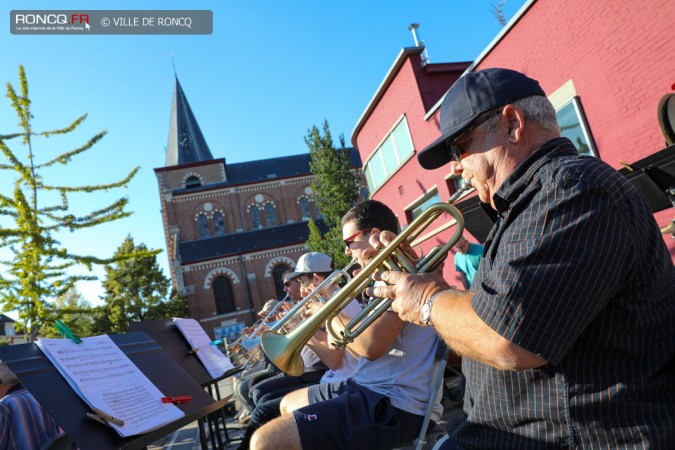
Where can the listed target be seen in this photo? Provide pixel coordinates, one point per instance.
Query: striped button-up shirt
(575, 271)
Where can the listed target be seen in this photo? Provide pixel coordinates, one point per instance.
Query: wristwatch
(426, 309)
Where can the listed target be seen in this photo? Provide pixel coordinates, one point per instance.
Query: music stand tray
(55, 395)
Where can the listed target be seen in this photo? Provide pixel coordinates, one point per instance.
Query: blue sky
(269, 71)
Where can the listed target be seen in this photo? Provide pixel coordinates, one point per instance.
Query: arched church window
(270, 214)
(203, 225)
(305, 209)
(223, 295)
(192, 182)
(278, 277)
(254, 214)
(218, 223)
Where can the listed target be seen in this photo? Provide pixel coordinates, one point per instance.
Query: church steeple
(186, 141)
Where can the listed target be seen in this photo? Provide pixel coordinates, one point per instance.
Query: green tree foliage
(136, 290)
(335, 191)
(37, 267)
(74, 311)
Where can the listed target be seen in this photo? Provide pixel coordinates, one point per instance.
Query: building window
(278, 276)
(223, 295)
(203, 225)
(423, 204)
(270, 214)
(254, 214)
(192, 182)
(306, 209)
(364, 194)
(219, 223)
(390, 156)
(573, 126)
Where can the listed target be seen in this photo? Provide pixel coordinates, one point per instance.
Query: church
(232, 230)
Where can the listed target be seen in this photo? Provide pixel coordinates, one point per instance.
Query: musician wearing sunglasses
(383, 405)
(567, 336)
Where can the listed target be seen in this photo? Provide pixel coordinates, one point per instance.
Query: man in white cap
(24, 425)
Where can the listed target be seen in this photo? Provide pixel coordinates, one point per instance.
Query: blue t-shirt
(24, 425)
(467, 263)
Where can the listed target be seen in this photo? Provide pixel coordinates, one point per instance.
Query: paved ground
(187, 438)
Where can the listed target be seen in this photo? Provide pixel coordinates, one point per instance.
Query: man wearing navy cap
(568, 334)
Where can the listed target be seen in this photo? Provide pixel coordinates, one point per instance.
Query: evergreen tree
(74, 311)
(335, 191)
(39, 268)
(136, 290)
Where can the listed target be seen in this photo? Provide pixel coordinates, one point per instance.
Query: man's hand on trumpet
(409, 291)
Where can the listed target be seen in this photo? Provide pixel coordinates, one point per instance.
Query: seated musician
(242, 383)
(312, 269)
(24, 424)
(567, 336)
(384, 404)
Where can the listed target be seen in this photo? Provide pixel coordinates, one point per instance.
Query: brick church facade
(231, 230)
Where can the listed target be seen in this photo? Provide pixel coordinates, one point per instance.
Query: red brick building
(231, 230)
(604, 66)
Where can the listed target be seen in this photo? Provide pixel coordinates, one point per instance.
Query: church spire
(186, 141)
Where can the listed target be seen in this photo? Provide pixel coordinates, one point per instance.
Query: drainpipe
(248, 289)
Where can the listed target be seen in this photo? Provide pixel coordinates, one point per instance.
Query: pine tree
(40, 268)
(335, 191)
(75, 311)
(136, 290)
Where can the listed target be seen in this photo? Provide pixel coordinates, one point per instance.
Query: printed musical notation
(214, 361)
(105, 378)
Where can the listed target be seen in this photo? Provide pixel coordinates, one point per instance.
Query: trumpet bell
(279, 350)
(250, 343)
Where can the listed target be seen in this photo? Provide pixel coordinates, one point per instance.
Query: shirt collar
(516, 183)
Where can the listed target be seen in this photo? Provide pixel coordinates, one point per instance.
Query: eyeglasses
(454, 150)
(350, 240)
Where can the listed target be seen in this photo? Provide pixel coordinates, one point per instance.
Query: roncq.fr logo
(50, 19)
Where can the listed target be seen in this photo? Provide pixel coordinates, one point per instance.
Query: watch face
(426, 309)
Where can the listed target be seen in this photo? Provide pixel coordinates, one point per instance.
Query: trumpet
(283, 350)
(297, 311)
(252, 341)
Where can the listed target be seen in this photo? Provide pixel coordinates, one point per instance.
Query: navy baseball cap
(472, 95)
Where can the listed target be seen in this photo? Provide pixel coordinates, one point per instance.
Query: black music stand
(478, 217)
(654, 178)
(55, 395)
(170, 338)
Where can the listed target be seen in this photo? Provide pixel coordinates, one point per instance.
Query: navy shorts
(353, 417)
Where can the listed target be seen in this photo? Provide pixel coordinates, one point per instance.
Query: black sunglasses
(453, 149)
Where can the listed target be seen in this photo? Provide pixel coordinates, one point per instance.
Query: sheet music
(214, 361)
(105, 378)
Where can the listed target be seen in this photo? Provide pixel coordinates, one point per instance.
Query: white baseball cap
(312, 262)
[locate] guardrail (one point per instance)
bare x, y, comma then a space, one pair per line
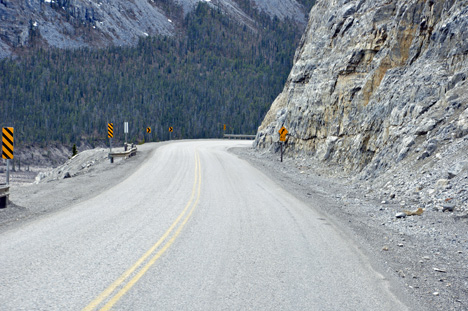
4, 196
236, 136
125, 154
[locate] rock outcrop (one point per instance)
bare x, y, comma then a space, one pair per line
100, 23
378, 87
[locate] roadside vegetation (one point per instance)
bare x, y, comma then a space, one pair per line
215, 72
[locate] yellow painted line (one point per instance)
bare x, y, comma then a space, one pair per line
137, 277
138, 263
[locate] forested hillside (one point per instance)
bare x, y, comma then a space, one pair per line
213, 73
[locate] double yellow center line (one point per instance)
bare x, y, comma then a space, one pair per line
111, 295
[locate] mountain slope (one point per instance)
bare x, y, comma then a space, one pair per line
214, 73
99, 23
379, 88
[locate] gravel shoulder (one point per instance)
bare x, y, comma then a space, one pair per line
90, 173
427, 254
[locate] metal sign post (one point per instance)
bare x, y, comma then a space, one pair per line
8, 172
7, 148
283, 131
126, 130
110, 134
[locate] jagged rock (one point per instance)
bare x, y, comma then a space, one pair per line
448, 207
375, 84
400, 215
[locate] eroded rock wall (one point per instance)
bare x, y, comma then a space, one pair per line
375, 83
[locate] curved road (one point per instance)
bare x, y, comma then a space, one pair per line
194, 228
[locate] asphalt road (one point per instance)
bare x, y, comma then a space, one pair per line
194, 228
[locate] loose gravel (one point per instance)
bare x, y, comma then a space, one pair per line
427, 253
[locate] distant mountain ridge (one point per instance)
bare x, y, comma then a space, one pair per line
99, 23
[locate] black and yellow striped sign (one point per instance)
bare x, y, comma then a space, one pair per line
7, 143
110, 130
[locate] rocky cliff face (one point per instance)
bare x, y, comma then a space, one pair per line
377, 87
99, 23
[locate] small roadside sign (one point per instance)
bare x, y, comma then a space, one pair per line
283, 132
7, 143
110, 130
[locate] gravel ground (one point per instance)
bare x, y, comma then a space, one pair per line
90, 174
427, 253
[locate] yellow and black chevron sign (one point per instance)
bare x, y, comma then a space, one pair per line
110, 130
7, 143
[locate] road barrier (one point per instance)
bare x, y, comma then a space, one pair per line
125, 154
236, 136
4, 195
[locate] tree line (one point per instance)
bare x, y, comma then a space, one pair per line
215, 72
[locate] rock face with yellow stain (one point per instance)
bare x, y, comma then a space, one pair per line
374, 83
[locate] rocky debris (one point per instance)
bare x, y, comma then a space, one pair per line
80, 164
407, 246
400, 215
379, 92
418, 212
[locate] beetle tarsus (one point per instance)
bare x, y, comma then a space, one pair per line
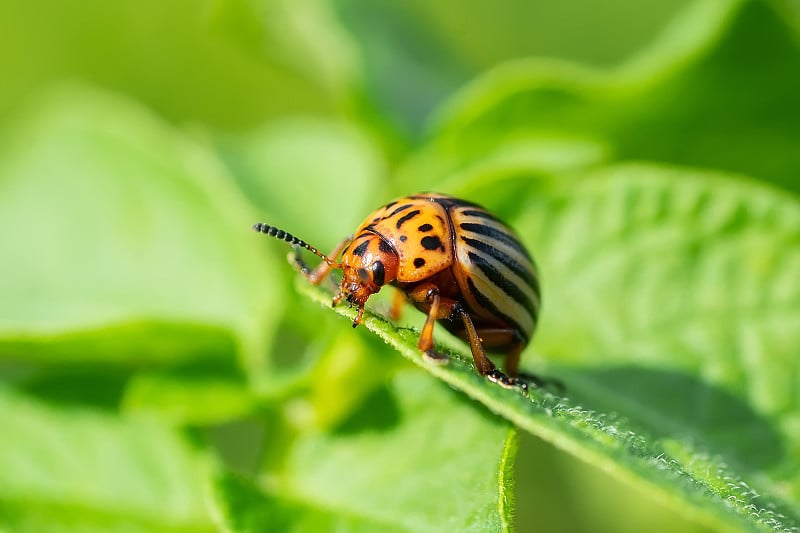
508, 382
434, 357
553, 385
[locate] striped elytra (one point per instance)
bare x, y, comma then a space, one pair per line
455, 261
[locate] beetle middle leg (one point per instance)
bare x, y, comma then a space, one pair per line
426, 295
483, 364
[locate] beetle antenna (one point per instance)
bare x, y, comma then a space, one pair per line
272, 231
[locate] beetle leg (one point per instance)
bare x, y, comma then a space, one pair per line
398, 301
428, 293
318, 275
483, 363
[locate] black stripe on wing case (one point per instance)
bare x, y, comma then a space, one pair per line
502, 282
405, 218
509, 262
493, 233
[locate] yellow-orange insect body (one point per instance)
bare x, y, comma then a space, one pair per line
453, 260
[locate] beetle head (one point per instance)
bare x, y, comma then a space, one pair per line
368, 264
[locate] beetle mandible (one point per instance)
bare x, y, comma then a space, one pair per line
455, 261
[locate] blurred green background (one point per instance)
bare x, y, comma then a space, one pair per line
139, 141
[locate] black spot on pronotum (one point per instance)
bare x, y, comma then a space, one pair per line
361, 249
431, 243
408, 216
378, 273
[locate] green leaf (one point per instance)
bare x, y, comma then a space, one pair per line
75, 469
671, 312
704, 95
414, 457
128, 241
160, 53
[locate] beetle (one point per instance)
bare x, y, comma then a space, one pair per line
455, 261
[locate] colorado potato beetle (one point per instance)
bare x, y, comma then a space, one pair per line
455, 261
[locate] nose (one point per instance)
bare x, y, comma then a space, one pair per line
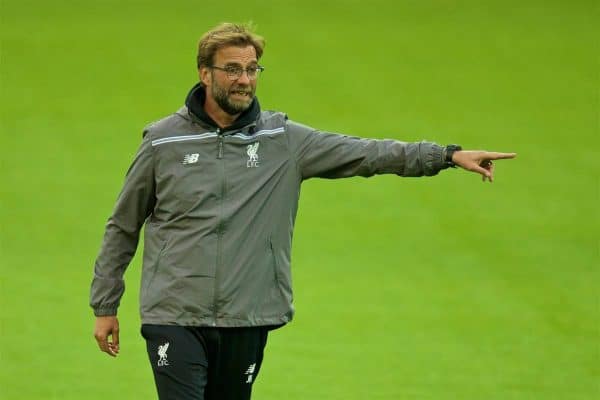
244, 78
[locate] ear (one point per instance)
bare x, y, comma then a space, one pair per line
205, 76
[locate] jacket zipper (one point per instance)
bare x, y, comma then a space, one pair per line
219, 260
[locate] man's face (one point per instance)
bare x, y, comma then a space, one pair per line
233, 96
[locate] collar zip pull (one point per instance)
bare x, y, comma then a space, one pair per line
220, 153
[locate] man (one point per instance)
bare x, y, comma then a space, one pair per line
217, 185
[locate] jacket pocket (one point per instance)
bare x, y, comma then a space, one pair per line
278, 280
148, 296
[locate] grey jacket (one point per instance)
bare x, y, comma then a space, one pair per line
219, 208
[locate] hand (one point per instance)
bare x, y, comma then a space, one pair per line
105, 327
479, 161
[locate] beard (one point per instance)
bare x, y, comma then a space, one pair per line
221, 95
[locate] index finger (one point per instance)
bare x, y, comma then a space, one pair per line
492, 155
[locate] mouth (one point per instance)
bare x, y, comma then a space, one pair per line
241, 93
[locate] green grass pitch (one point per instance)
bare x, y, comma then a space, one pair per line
432, 288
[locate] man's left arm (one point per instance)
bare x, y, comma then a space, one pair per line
331, 155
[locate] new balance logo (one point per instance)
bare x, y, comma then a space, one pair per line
250, 371
162, 353
252, 149
190, 158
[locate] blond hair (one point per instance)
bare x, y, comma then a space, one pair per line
224, 35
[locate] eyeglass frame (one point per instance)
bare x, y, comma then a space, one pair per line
240, 71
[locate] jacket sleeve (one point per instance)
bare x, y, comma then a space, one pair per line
134, 204
331, 155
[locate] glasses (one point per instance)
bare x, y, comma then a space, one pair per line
234, 72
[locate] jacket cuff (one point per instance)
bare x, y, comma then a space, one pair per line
105, 311
434, 160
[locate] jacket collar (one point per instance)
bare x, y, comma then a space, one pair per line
195, 104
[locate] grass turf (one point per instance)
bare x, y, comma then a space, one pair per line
433, 288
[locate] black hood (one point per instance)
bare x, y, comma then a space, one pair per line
195, 104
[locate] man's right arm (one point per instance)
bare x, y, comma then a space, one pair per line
134, 204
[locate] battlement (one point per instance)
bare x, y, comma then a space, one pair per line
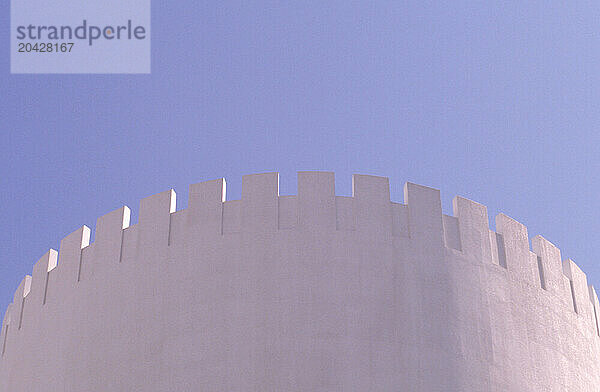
368, 216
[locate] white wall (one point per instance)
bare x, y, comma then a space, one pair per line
302, 293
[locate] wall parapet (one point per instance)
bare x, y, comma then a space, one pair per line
369, 214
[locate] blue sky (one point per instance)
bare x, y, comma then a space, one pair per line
497, 102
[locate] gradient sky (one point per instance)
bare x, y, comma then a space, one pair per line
497, 102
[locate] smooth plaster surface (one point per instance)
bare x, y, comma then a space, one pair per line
313, 292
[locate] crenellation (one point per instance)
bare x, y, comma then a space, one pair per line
551, 264
596, 308
19, 300
288, 212
473, 228
451, 232
519, 314
6, 321
519, 263
260, 196
108, 242
400, 220
580, 290
155, 221
205, 208
424, 215
39, 278
372, 205
232, 216
316, 201
345, 219
69, 256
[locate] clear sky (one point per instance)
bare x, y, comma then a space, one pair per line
497, 102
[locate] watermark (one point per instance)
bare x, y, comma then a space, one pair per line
97, 36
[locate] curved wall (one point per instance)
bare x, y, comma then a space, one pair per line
313, 292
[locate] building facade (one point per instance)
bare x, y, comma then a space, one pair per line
313, 292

* _Exercise_
Using the records given above, list every line that includes the word "beetle".

* _Answer section_
[locate] beetle tarsus (one point per instance)
[locate] beetle middle leg (one point per instance)
[locate] beetle antenna (one point per instance)
[locate] beetle leg (one point per instance)
[locate] beetle head (one point per instance)
[locate] beetle mandible (one point per instance)
[locate] beetle (one point per instance)
[locate] colorado potato beetle (one point per instance)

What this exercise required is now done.